## Data provided
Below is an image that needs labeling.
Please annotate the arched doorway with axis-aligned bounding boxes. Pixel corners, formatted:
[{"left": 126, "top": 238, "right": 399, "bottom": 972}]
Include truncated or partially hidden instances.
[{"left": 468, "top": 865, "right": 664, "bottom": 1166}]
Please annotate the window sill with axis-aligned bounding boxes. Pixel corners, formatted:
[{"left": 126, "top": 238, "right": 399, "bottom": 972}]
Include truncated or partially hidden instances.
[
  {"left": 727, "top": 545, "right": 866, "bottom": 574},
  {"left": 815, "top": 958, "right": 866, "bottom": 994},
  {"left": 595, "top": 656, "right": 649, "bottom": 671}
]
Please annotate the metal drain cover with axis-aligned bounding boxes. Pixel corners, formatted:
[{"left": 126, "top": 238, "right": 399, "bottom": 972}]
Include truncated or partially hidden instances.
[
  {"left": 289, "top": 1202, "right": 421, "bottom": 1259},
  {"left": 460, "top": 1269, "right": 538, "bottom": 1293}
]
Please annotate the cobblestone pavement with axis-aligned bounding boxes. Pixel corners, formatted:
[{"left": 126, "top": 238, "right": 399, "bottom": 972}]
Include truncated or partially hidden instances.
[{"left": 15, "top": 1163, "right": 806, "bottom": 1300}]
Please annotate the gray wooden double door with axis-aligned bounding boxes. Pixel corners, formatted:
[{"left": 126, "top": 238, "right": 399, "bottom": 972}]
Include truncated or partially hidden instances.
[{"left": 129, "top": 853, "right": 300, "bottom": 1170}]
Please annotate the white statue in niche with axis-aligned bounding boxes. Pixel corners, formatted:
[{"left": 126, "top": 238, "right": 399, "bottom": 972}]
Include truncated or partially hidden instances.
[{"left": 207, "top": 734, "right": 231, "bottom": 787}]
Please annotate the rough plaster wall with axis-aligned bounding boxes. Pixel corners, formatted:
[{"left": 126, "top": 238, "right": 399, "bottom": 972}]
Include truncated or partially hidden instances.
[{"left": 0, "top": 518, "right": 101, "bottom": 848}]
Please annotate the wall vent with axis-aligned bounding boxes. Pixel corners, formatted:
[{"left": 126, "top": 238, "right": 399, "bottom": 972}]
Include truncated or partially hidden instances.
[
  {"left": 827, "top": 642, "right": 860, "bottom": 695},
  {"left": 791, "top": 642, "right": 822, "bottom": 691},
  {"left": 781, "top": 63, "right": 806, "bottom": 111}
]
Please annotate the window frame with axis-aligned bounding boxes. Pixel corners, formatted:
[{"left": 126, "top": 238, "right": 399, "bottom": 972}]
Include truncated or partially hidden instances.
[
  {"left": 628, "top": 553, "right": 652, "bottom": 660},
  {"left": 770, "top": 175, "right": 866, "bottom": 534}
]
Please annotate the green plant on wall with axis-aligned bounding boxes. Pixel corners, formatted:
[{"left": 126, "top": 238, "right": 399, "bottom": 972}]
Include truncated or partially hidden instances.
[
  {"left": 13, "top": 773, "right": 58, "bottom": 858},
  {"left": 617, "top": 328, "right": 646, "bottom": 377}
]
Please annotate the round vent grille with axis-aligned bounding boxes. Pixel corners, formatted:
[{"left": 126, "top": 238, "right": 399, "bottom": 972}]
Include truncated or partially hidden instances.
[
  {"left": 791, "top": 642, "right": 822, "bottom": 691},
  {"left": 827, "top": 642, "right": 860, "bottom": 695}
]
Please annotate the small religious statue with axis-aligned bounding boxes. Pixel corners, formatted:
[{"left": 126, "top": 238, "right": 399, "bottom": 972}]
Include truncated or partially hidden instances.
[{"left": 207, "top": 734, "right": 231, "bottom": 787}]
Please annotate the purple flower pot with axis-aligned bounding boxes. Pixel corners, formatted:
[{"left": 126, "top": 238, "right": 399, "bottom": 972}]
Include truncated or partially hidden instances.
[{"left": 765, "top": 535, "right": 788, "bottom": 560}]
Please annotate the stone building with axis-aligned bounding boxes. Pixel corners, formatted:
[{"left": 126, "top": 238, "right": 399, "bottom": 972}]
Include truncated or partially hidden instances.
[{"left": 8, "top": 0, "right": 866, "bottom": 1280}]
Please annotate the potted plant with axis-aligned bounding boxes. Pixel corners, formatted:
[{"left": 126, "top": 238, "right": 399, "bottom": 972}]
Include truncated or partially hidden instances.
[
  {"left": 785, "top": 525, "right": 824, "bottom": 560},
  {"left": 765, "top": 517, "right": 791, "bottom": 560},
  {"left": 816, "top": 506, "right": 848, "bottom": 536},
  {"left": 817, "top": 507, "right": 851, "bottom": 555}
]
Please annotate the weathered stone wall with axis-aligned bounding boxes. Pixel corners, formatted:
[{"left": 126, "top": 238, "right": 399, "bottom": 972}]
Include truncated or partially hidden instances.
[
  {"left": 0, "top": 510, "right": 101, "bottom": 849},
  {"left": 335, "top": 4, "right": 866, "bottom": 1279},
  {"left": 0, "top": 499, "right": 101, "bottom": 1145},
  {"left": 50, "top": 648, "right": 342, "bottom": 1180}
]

## Aim of the exercise
Format everything from the line containing "Please annotate the small" down to the last line of the data as a JSON list of strings, with one string per line and blank lines left out.

## Final result
[
  "Please annotate the small religious statue with axis-aligned bounding boxes. Pixel corners, formatted:",
  "[{\"left\": 126, \"top\": 238, \"right\": 399, \"bottom\": 972}]",
  "Include truncated or partially hidden instances.",
  "[{\"left\": 207, \"top\": 734, \"right\": 231, \"bottom\": 787}]",
  "Please annotate the purple flower pot with axis-aligned bounding boxes. Pixel corners, formatted:",
  "[{\"left\": 126, \"top\": 238, \"right\": 399, \"bottom\": 972}]",
  "Include truncated or partially hidden instances.",
  "[{\"left\": 765, \"top\": 535, \"right\": 788, \"bottom\": 560}]",
  "Please annotate the stone building with axis-aligned bounding boxes. Pixel corners, formatted:",
  "[{\"left\": 126, \"top\": 238, \"right\": 399, \"bottom\": 972}]",
  "Include truncated or partially hidden instances.",
  "[{\"left\": 8, \"top\": 0, \"right\": 866, \"bottom\": 1280}]",
  "Please annotate the potted plant with axis-aligned bounding boxes. Pixel corners, formatted:",
  "[{\"left\": 126, \"top\": 238, \"right\": 399, \"bottom\": 972}]",
  "Include truncated or partially hidden instances.",
  "[",
  "  {\"left\": 785, \"top\": 525, \"right\": 824, \"bottom\": 560},",
  "  {\"left\": 765, \"top\": 517, \"right\": 791, \"bottom\": 560},",
  "  {\"left\": 816, \"top\": 506, \"right\": 848, \"bottom\": 536},",
  "  {\"left\": 817, \"top\": 507, \"right\": 851, \"bottom\": 555}",
  "]",
  "Please annotate the weathered stone wall with axis-aligned bounding boxes. Pixel corners, formatted:",
  "[{\"left\": 126, \"top\": 238, \"right\": 399, \"bottom\": 972}]",
  "Include truncated or partially hidden instances.",
  "[",
  "  {\"left\": 0, \"top\": 510, \"right\": 101, \"bottom\": 849},",
  "  {\"left\": 335, \"top\": 4, \"right\": 866, \"bottom\": 1279},",
  "  {\"left\": 0, \"top\": 499, \"right\": 101, \"bottom\": 1145},",
  "  {\"left\": 50, \"top\": 648, \"right\": 342, \"bottom\": 1180}",
  "]"
]